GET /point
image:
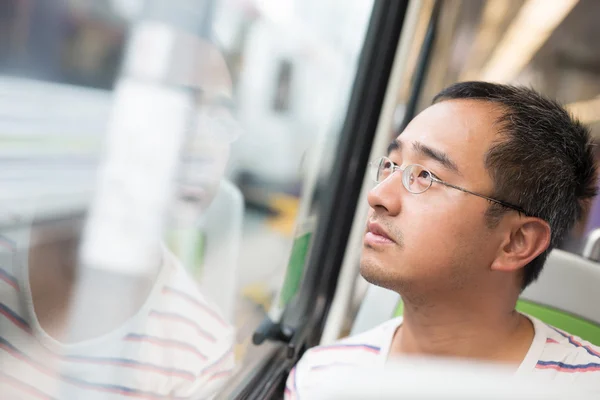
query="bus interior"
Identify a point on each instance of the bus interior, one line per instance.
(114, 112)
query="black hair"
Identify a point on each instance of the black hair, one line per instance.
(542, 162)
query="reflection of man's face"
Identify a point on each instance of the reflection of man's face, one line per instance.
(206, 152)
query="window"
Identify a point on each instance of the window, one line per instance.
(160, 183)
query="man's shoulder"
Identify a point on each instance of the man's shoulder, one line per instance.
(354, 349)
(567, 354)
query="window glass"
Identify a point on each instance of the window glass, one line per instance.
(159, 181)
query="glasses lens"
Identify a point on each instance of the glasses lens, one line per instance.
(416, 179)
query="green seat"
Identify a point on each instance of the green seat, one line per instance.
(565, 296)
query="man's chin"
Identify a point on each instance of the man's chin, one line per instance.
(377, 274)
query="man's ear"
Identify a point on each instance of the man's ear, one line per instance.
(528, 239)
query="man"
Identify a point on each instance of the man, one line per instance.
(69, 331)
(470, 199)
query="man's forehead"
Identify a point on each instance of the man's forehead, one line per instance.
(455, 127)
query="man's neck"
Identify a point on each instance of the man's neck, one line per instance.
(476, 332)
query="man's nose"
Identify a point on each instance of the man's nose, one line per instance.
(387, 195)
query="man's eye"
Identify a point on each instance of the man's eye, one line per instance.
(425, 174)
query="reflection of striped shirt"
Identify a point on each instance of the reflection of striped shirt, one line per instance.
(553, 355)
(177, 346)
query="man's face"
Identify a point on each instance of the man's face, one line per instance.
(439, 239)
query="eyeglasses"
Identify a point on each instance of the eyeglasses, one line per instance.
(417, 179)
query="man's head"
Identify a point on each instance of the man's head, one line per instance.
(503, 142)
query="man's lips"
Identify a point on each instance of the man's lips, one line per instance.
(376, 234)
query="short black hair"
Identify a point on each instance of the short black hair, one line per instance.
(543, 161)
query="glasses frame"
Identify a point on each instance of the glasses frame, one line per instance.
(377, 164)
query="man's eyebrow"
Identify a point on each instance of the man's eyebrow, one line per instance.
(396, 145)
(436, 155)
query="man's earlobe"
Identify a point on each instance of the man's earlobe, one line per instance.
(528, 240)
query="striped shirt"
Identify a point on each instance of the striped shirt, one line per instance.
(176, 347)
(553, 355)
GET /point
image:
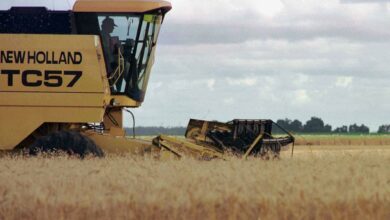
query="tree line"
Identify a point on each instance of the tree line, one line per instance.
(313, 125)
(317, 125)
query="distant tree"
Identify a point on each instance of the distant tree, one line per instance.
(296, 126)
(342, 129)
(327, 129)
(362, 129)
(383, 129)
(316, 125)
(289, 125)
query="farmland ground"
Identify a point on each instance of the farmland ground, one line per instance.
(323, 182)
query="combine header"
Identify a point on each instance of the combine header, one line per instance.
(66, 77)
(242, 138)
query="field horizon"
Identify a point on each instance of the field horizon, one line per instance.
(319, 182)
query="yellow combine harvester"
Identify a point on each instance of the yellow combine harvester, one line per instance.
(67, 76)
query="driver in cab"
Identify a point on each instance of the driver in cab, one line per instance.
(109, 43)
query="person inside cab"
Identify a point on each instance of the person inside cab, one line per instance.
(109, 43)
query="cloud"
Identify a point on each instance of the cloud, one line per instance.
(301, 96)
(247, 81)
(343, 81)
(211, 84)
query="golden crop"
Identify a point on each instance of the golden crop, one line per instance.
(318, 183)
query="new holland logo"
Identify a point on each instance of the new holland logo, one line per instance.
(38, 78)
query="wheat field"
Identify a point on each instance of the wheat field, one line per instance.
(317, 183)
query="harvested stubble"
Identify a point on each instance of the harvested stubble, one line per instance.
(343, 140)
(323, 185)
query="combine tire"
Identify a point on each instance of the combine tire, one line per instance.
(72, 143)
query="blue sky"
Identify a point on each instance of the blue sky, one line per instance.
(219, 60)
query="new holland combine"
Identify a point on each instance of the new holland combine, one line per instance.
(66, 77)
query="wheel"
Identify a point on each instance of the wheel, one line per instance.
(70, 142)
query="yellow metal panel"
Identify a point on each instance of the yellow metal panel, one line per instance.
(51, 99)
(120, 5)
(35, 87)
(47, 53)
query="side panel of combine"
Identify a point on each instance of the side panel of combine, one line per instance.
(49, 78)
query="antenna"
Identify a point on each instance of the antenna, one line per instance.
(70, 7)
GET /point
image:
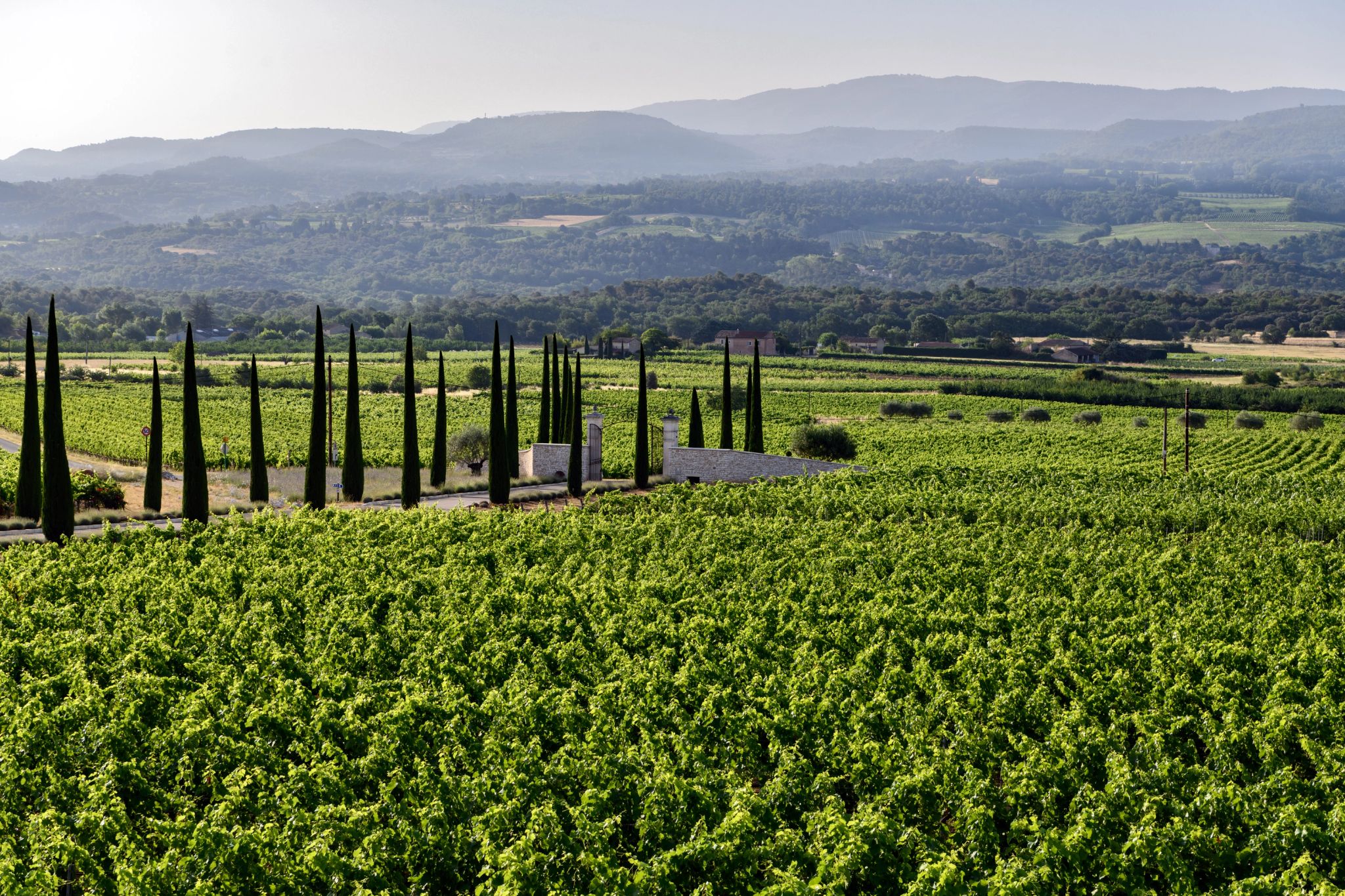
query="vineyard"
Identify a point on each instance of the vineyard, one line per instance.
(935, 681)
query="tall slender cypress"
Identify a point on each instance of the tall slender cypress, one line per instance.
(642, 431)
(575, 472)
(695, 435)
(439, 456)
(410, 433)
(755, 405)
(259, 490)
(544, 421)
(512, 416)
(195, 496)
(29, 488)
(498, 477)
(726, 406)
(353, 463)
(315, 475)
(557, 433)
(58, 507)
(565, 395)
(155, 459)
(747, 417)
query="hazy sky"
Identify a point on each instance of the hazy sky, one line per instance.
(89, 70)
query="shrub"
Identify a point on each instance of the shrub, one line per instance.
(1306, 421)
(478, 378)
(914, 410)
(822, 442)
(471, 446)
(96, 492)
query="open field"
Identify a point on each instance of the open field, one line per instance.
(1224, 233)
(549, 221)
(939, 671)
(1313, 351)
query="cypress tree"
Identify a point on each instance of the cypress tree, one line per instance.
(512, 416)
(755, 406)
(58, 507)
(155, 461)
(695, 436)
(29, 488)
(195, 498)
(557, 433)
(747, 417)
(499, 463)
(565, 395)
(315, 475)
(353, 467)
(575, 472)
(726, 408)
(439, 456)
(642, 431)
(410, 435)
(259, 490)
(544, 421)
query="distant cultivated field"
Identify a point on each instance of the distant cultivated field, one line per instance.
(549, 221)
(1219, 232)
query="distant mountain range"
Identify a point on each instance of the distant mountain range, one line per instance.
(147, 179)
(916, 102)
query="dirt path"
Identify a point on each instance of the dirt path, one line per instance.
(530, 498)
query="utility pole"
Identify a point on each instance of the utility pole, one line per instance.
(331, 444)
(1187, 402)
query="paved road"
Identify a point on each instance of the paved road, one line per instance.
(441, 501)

==*==

**Problem details**
Repeat the material above in full and exactly, apart from the pictures.

**Worked answer**
GET /point
image:
query="bus interior"
Identify a point on each instance of the bus interior, one line per instance.
(114, 112)
query="black hair"
Identify a point on each instance of the black hair, one line per instance.
(542, 162)
query="reflection of man's face"
Identify a point on each instance of the reflection of man's face, one line per instance.
(206, 152)
query="window"
Identify a point on each instance of the window, one line per instance.
(160, 183)
query="man's shoulder"
Identify a point on each instance of the man's shoulder, one line per instance.
(354, 349)
(567, 354)
query="window glass"
Identify a point on each instance of the window glass, one line per instance.
(159, 181)
query="glasses lens"
Identify a point on each instance of the glasses lens, one line per instance.
(416, 179)
query="green seat"
Identify a point on each instance of the green seat, one line per instance.
(565, 296)
query="man's chin"
Identify a point on each instance of the man's chin, one line per instance.
(377, 274)
query="man's ear"
Identify a point on each instance of the man's ear, one line per instance.
(528, 239)
query="man"
Identify a point on each instance of the man, one line per instance.
(69, 331)
(470, 199)
query="man's forehead"
Identify a point on each instance of the man's forehead, one line per instance.
(455, 127)
query="man's neck"
Identify a point on each instance of the man's neck, one line per instance.
(476, 332)
query="man's nose"
Identify a point on each instance of the man's nose, one line per instance.
(387, 195)
query="man's eye"
Identify a point on each instance of the man's eye, one line per instance.
(425, 174)
query="reflection of striped shirt"
Identify a point on each instance of the reflection of striped shirt, one line per instance.
(553, 355)
(177, 346)
query="man's face"
Identify a point on each instance of the man's face, one line per instance.
(439, 239)
query="eyeglasses"
Identify a point on each instance of the eyeglasses, one line per instance.
(417, 179)
query="man's head"
Identify a point on each instance of the man's head, one line per instance.
(503, 142)
query="man's lips"
Identify a point on each instance of the man's lips, one line per instance.
(376, 234)
query="short black hair"
Identify a point on each instance of the short black hair, one line per instance.
(543, 161)
query="glasses frame"
Identify a point on each instance of the glasses frame, one line per instance.
(377, 164)
query="man's eyebrow"
Identify a point on each instance of the man's eyebrow, one line per instance.
(396, 145)
(436, 155)
query="man's earlobe"
Identify a point on each instance of the man's earlobe, one line per instance.
(528, 240)
query="striped shirt"
Identify a point on each instance of the striped shirt, one line per instance.
(176, 347)
(553, 355)
GET /point
image:
query="tree line"
Identify a point on each instance of the tree line, one line per instance.
(313, 125)
(317, 125)
query="distant tree"
Identify a point on each instance of the distant tree, one line per instance.
(296, 126)
(342, 129)
(327, 129)
(362, 129)
(383, 129)
(316, 125)
(289, 125)
query="farmland ground"
Identify a point on each instance of the farmland ground, one line per instance.
(323, 182)
query="combine header"
Identify a point on each instance of the combine header, one line per instance.
(66, 77)
(242, 138)
query="field horizon"
Identify a point on each instance of the field horizon, one line per instance.
(319, 182)
query="yellow combine harvester"
Identify a point on each instance of the yellow combine harvester, one line per instance.
(67, 76)
query="driver in cab"
Identify a point on each instance of the driver in cab, one line per instance.
(109, 43)
query="person inside cab"
Identify a point on each instance of the person inside cab, one line per instance.
(109, 43)
query="cloud"
Identify a point on each instance of the cloud, one line per instance.
(301, 96)
(247, 81)
(343, 81)
(211, 84)
query="golden crop"
Identify a point on each instance of the golden crop, one line per instance.
(318, 183)
query="new holland logo"
Identify a point on each instance of the new holland logo, one line per instance.
(38, 78)
query="wheat field"
Identify a point on each instance of the wheat field, one line per instance.
(317, 183)
query="harvested stubble"
Identify a point on each instance of the harvested stubble, one line per instance.
(343, 140)
(323, 185)
query="combine tire"
Identify a point on each instance of the combine tire, one line per instance.
(72, 143)
query="blue sky"
Identify a point on each instance of the blue sky, one line per instance.
(219, 60)
query="new holland combine"
Identify a point on each instance of the new holland combine, one line per instance.
(66, 77)
query="wheel"
Identify a point on each instance of the wheel, one line per instance.
(70, 142)
query="yellow metal panel"
Identify a point on each instance of the yellow metal panel, one line per instance.
(51, 99)
(120, 5)
(35, 87)
(47, 53)
query="side panel of combine"
Identify a point on each instance of the side panel of combine, one line per instance.
(49, 78)
query="antenna"
Identify a point on each instance of the antenna, one line per instance.
(70, 7)
GET /point
image:
query="vineyard"
Identify a point on each instance of the vineyard, one line per instance.
(935, 681)
query="tall slender cypress"
Identify a point on each instance of the tall slender cypress, one line per instance.
(642, 431)
(575, 472)
(695, 435)
(439, 456)
(410, 433)
(755, 405)
(259, 490)
(544, 421)
(512, 416)
(195, 496)
(29, 488)
(498, 477)
(726, 406)
(353, 463)
(315, 475)
(557, 433)
(58, 507)
(565, 395)
(155, 459)
(747, 417)
query="hazy sky"
Identify a point on each instance of the hazy sky, one line per instance.
(89, 70)
query="shrub"
Identify a point on each instance of the shrub, one line per instance.
(1306, 421)
(478, 378)
(914, 410)
(822, 442)
(471, 446)
(96, 492)
query="open field"
Identify a point on each instance of the open field, one line per instance.
(1224, 233)
(549, 221)
(939, 671)
(1313, 351)
query="cypress tree"
Identify a point on each instance of the cypress tree, one line per instance.
(512, 416)
(755, 406)
(58, 507)
(155, 461)
(695, 436)
(29, 488)
(195, 498)
(557, 433)
(747, 417)
(499, 463)
(565, 395)
(315, 475)
(353, 467)
(575, 472)
(726, 408)
(439, 456)
(642, 431)
(410, 435)
(259, 490)
(544, 421)
query="distant cultivated field"
Identify a point on each instance of the distant cultivated field, one line per instance.
(549, 221)
(1219, 232)
query="distant mountain range"
Identify a point on each instance of the distant mountain range, one line per instance.
(147, 179)
(916, 102)
query="dirt path"
Identify a point on each instance of the dirt path, one line per instance.
(530, 498)
query="utility pole"
Identify a point on each instance of the utility pole, one line per instance.
(331, 444)
(1187, 402)
query="paved road"
Identify a point on each instance of the paved road, one line per instance.
(441, 501)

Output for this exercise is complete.